--- Information Enclosed Below ---
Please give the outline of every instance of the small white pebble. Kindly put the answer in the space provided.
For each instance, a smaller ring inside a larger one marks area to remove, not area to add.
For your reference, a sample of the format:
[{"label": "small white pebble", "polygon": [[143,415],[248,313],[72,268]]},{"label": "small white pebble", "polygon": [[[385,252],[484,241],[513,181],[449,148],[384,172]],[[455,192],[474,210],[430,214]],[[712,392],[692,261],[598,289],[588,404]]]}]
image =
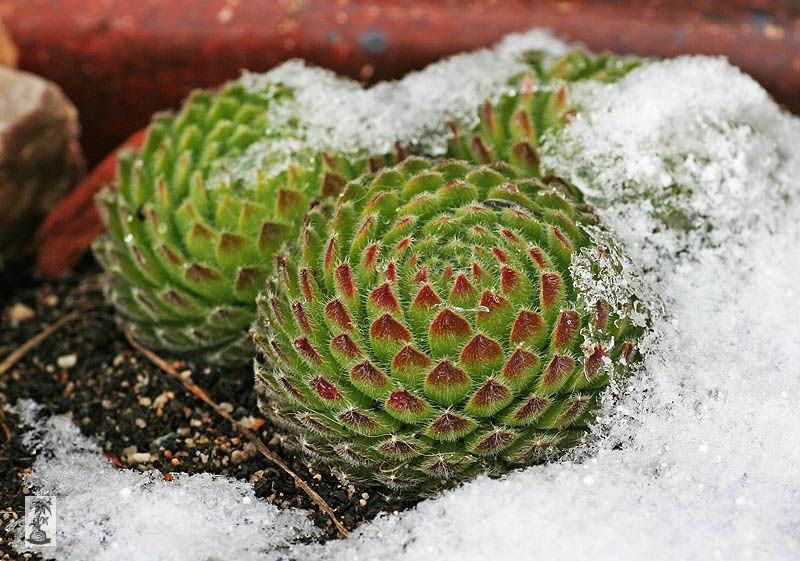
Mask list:
[{"label": "small white pebble", "polygon": [[56,359],[56,364],[58,364],[59,368],[72,368],[78,363],[78,355],[76,354],[69,354],[69,355],[62,355]]},{"label": "small white pebble", "polygon": [[35,315],[31,308],[20,302],[17,302],[8,310],[8,319],[12,327],[16,327],[21,321],[32,319]]},{"label": "small white pebble", "polygon": [[129,464],[147,464],[153,461],[153,456],[149,452],[137,452],[128,456]]},{"label": "small white pebble", "polygon": [[170,401],[170,400],[171,400],[173,397],[175,397],[175,394],[173,394],[172,392],[164,392],[164,393],[161,393],[161,394],[159,394],[159,395],[158,395],[158,396],[157,396],[157,397],[156,397],[156,398],[153,400],[153,407],[155,407],[156,409],[161,409],[161,408],[163,408],[163,407],[164,407],[164,406],[165,406],[165,405],[166,405],[166,404],[167,404],[167,403],[168,403],[168,402],[169,402],[169,401]]}]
--- End of Enclosed Information ---
» About this exercise: How many lines of the preceding listing hold the string "instance"? Answer with the number only.

» Response: 2